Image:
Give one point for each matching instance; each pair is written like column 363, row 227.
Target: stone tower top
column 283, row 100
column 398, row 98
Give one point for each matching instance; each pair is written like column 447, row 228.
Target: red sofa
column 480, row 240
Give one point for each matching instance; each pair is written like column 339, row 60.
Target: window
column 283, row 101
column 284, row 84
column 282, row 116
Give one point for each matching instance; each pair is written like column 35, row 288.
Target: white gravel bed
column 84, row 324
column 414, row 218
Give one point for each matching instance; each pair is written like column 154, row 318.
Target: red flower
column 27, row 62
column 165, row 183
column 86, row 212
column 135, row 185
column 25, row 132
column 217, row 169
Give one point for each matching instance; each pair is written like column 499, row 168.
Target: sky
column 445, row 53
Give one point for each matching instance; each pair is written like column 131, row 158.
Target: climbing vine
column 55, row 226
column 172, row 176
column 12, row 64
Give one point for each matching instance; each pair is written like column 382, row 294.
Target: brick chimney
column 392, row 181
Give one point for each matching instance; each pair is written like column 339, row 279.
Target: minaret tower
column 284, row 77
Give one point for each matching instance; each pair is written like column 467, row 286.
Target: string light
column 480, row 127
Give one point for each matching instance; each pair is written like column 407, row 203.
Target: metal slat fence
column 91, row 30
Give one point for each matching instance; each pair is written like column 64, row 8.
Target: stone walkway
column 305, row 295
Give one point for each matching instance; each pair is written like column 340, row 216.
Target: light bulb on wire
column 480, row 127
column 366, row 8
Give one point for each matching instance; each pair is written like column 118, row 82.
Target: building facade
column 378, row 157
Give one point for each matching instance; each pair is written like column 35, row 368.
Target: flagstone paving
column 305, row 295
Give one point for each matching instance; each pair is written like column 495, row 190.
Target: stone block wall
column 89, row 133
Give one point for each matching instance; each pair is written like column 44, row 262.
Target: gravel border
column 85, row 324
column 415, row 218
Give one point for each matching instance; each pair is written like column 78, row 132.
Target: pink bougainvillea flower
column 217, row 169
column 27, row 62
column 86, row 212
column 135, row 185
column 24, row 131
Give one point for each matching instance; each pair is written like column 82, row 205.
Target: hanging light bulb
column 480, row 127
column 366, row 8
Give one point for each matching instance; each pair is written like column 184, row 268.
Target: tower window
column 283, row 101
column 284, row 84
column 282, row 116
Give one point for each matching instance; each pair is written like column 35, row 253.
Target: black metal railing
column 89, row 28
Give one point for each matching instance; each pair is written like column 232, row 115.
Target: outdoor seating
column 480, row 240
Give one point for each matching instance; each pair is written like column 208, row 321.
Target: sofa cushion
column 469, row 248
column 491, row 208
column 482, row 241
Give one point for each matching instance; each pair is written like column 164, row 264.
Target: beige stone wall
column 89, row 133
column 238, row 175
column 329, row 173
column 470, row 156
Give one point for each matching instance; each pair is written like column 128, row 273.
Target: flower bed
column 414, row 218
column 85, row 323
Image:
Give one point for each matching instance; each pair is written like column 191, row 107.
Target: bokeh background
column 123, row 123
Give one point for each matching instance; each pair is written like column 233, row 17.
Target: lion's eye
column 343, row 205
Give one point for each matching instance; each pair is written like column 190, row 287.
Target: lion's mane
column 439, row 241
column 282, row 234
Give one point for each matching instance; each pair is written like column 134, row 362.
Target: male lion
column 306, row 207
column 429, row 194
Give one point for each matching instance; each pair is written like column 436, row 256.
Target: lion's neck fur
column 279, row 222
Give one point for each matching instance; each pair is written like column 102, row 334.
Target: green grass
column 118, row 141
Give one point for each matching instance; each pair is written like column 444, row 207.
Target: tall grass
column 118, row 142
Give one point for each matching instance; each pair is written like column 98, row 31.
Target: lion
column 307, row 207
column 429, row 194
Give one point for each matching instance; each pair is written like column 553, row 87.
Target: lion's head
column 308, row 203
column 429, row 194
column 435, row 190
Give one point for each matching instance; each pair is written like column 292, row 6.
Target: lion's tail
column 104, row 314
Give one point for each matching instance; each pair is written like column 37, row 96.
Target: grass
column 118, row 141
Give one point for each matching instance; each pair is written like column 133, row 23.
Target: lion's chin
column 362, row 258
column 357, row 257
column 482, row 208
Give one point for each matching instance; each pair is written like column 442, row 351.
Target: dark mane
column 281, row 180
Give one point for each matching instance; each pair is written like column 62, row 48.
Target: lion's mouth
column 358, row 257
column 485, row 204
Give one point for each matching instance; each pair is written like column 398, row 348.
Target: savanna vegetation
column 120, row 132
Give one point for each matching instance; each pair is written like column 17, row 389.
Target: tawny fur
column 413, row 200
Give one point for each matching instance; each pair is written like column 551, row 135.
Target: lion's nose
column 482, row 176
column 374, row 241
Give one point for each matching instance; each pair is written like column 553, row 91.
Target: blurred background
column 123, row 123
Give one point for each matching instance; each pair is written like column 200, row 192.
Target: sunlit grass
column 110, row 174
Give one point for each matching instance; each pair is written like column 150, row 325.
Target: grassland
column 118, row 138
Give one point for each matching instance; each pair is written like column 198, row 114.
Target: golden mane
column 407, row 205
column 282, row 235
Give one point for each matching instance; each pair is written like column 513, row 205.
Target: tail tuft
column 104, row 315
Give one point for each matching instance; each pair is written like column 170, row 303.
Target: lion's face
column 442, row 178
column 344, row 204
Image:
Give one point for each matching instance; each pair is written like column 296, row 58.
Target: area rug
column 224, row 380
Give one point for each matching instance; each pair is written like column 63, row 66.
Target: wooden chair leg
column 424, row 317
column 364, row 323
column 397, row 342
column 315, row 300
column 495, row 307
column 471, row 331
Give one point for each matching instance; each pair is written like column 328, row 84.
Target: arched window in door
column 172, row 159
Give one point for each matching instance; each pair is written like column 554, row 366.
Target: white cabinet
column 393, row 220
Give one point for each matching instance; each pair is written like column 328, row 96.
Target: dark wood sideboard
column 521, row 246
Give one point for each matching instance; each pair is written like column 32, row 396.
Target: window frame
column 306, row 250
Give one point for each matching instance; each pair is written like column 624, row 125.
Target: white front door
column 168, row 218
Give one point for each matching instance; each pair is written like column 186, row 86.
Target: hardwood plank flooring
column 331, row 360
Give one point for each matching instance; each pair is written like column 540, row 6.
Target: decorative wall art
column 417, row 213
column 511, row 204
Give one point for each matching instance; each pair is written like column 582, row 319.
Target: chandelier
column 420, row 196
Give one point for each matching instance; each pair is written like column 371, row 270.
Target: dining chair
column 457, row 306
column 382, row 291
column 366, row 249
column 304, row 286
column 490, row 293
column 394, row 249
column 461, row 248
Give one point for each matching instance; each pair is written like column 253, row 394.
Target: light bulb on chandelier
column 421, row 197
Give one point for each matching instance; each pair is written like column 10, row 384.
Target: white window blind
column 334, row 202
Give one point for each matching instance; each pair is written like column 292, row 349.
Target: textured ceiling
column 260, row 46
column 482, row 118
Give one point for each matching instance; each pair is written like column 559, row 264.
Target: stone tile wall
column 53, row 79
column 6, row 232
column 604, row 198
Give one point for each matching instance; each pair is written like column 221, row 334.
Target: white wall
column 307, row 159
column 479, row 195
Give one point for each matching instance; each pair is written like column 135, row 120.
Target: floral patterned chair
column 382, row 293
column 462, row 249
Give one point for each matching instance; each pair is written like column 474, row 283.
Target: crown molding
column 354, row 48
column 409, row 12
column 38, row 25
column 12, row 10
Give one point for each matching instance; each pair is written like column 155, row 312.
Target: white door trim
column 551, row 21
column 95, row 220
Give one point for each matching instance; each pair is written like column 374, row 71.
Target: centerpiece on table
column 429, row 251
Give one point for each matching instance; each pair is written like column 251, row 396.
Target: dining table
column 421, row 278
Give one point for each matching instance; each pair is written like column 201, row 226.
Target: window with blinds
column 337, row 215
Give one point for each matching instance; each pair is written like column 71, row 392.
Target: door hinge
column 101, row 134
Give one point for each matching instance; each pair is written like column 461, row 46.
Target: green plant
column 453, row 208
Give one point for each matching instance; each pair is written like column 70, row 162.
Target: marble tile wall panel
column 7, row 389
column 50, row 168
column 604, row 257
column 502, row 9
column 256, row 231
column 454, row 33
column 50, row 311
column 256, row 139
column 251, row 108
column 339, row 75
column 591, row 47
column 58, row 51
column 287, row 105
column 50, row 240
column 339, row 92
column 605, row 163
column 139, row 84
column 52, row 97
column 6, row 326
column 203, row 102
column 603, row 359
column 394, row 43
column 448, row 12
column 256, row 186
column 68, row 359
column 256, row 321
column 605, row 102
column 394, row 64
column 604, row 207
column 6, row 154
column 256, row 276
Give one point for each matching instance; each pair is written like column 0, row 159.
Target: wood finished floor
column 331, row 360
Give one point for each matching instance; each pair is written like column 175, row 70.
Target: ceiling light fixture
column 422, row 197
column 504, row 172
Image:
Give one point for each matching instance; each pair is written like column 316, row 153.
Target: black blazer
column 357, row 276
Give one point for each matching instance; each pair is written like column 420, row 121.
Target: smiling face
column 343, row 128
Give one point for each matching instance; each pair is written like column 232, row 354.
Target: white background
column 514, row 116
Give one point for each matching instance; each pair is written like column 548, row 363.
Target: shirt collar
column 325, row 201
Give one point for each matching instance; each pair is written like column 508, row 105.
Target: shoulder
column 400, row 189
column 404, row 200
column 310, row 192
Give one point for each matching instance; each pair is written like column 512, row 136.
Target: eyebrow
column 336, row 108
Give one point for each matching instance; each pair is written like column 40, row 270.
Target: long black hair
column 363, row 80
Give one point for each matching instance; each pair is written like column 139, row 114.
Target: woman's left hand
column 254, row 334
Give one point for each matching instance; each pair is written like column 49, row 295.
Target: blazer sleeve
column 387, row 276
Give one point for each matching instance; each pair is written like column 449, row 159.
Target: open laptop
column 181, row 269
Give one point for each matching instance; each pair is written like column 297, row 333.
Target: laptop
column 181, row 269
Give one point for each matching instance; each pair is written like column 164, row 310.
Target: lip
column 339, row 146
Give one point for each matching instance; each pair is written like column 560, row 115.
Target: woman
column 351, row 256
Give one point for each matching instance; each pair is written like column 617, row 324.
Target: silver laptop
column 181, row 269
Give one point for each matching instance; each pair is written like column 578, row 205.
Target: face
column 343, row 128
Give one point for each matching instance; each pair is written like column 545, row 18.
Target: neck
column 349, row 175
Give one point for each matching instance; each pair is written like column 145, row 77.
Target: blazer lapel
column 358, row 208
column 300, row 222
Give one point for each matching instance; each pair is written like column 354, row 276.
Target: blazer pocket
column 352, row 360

### Set task
Render the lines of the records above as a numbered list, beginning at the line that contains "398, row 348." and stopping after the line that contains "column 374, row 241". Leave out any blank lines.

### Result
1. Give one point for each matching instance; each pair is written like column 398, row 348.
2. Target: savanna vegetation
3. column 120, row 132
4. Give one point for each matching instance; each pair is written like column 17, row 389.
5. Target: tawny fur
6. column 413, row 200
7. Give one point for each matching instance; each pair is written like column 551, row 135.
8. Target: lion's nose
9. column 482, row 176
10. column 374, row 241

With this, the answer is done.